**Listed records:**
#####
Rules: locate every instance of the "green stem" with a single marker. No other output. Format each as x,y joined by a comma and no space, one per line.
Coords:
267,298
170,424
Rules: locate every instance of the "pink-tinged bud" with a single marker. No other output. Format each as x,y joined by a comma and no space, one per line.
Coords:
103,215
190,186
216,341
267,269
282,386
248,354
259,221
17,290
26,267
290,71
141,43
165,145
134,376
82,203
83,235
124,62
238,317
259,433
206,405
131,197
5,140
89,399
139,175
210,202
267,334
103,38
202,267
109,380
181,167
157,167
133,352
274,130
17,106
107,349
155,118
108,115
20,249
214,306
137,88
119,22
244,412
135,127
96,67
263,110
#####
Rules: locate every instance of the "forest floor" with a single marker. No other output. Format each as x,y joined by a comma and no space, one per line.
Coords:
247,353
#####
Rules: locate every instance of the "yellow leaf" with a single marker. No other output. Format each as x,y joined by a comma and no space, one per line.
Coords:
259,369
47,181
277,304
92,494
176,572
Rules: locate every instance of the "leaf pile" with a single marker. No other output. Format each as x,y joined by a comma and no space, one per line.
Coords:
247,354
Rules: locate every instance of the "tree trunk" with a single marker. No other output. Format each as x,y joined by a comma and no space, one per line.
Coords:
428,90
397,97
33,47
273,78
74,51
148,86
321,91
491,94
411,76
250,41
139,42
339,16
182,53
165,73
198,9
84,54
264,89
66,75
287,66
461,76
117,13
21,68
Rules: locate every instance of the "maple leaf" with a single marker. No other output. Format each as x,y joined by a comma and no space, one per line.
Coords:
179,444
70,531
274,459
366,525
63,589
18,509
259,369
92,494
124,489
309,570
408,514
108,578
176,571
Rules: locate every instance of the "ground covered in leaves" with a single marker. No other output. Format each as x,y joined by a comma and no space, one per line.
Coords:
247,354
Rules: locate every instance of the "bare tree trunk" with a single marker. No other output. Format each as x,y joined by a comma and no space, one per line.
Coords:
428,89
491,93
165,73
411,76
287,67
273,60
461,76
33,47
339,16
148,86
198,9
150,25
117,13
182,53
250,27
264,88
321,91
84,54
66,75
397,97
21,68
#####
**Your assignment:**
Show every line from the entries above in which "tree" appears.

**The answer:**
Rules: locate every instance of the "tree trunk" with a single marker. No other output. Format each as x,y joined by a comma and no space, one per line.
Rules: locate every instance of the "bare tree trunk" with a single marker. No other output. Format each as x,y joined by a comma and no space, one per line.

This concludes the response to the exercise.